DOCUMENT TEXT: Begin

Friday, February 27, 2009

I'll Have a Shot of Confidence, Please!

Launching my blog in February is significant to me, as I made a decision in February a few years ago to write a teen novel. (I'm using the term "few" loosely. The honest term is SEVERAL, since this marks year FOUR.)

This week, I realized something about myself and my book project that could be grounds to go back to the shrink for. (Yes, I said GO BACK. I'm a writer. I'm supposed to be tortured, right?)

As my hubby would say, in sales you always want to "sandwich" the conversation. Start with the positive, put the negative in the middle and end on a positive note. Okay, here goes: On the positive side, I have finished one and a half drafts of my novel, 80,000 words each. That's the positive. Perseverance has always been my strength. If I want something, I will not quit until I get it. End of story (pun intended).

Here's the negative (It's a bigger part of the sandwich). I have been agonizing since November over the realization that something has been missing from my book. I have taken the story and rewritten it three times over. Correction: four times over. Change the plot. Change the characters. Reverse the order. The sister dying comes first. NO, it comes last. NO, it comes in the middle. The climax is the best place for it, no maybe the beginning is. Maybe I should take it out altogether. URGH!

In a desperate moment, when recovering from Pneumonia,I shot an e-mail off to Sara Zarr. I have read and re-read her teen novel, STORY OF A GIRL, twice. What is it that makes her book so moving, so clear, so clean, so precise, such a work of art? I asked her about training. How did she know how to write so well? How did she figure it out? She replied the next day with simple words of encouragement to me: Keep writing and get qualified immediate feedback. Join a critique group.

DOCUMENT TEXT: End

### TASK REQUIREMENTS
1. Please copy the blog post word for word, between "Here's the negative" and "out altogether. URGH!", inclusive.
2. In the blog post, what advice did Sara Zarr give in her reply?
3. Write the next part of the blog post, starting after its last sentence.

ENTRIES SHOWN: Begin

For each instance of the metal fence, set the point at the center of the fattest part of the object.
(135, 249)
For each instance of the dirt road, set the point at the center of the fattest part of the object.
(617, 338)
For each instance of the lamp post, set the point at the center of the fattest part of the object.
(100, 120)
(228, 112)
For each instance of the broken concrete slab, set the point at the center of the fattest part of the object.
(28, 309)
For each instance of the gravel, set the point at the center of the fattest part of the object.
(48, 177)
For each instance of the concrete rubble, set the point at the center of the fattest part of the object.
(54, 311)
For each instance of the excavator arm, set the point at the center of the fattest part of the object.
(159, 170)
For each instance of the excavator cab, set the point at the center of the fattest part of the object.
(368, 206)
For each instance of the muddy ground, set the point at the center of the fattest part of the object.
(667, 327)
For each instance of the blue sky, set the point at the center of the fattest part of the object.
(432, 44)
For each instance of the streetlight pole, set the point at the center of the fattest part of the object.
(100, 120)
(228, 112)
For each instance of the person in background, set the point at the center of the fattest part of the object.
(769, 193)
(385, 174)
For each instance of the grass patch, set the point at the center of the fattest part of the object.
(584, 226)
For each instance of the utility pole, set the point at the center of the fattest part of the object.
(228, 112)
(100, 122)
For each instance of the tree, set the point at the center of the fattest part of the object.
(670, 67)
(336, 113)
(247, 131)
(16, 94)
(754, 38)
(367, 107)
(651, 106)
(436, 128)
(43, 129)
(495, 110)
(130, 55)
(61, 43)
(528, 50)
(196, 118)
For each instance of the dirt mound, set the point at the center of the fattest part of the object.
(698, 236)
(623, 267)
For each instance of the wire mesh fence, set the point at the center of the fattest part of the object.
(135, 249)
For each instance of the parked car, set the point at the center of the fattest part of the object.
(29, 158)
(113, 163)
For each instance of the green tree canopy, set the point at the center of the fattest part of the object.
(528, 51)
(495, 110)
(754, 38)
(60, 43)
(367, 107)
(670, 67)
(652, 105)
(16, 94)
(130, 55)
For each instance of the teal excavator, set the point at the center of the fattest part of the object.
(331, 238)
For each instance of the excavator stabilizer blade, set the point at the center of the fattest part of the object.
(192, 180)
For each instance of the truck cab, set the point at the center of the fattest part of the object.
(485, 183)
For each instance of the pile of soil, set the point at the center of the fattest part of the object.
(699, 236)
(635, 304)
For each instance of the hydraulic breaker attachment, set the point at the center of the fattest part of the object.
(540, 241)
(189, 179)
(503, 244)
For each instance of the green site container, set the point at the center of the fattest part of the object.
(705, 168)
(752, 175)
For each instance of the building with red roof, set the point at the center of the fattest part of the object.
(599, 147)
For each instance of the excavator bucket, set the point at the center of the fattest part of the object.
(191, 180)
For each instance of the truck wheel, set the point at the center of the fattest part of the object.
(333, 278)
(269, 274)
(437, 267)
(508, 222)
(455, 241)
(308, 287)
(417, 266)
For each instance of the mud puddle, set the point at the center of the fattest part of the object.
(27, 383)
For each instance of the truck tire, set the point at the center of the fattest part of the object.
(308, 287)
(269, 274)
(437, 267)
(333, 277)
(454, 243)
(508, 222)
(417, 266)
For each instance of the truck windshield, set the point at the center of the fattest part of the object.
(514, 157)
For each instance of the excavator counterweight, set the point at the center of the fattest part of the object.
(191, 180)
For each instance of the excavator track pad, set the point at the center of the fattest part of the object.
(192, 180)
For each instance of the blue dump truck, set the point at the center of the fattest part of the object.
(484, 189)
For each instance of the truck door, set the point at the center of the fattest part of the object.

ENTRIES SHOWN: End

### WRITTEN RESPONSES
1.
Here's the negative (It's a bigger part of the sandwich). I have been agonizing since November over the realization that something has been missing from my book. I have taken the story and rewritten it three times over. Correction: four times over. Change the plot. Change the characters. Reverse the order. The sister dying comes first. NO, it comes last. NO, it comes in the middle. The climax is the best place for it, no maybe the beginning is. Maybe I should take it out altogether. URGH!

2. Keep writing, get qualified immediate feedback, and join a critique group.

3.
I have not had immediate feedback. I have chosen the difficult path to figuring out how to write a novel (is there an easy path, maybe?). This isn't surprising for me to choose the most difficult path, as I have chosen the most difficult path throughout my entire life. (Why change now?) I have now realized what's missing in my 179,000 pages (I added a few more because...I can). One word. One thing. One critical element that I THOUGHT was on every page but wasn't: Emotion.

So, these years of writing my novel, I've been reporting, commenting on a story. I've spent two drafts "reporting" my story when I thought I was putting my heart and soul onto the page. (Here's another positive: I think I'm a really good reporter-or do I?). But, if I'm writing a novel for God's sake, I haven't done my job. I'm not supposed to report, I'm supposed to tell a story! In fact, I just completed a yearly performance review on myself (once you've worked in the corporate world, you never EVER get it out of your DNA) and I realize I have to fire myself and rehire myself only on the condition that this time lady, give us some emotion. Stop doing a half-ass job. Get to the meat of your problem and yourself and write something that people can feel, that moves them that makes them laugh and makes them cry. BUT, don't tell the reader how they're supposed to feel. You have to use words that "provoke" emotion. Put yourself on the page, but don't write a story about yourself. Dig deep into the demons of your soul and put that on the page, but don't write about you. WHAT???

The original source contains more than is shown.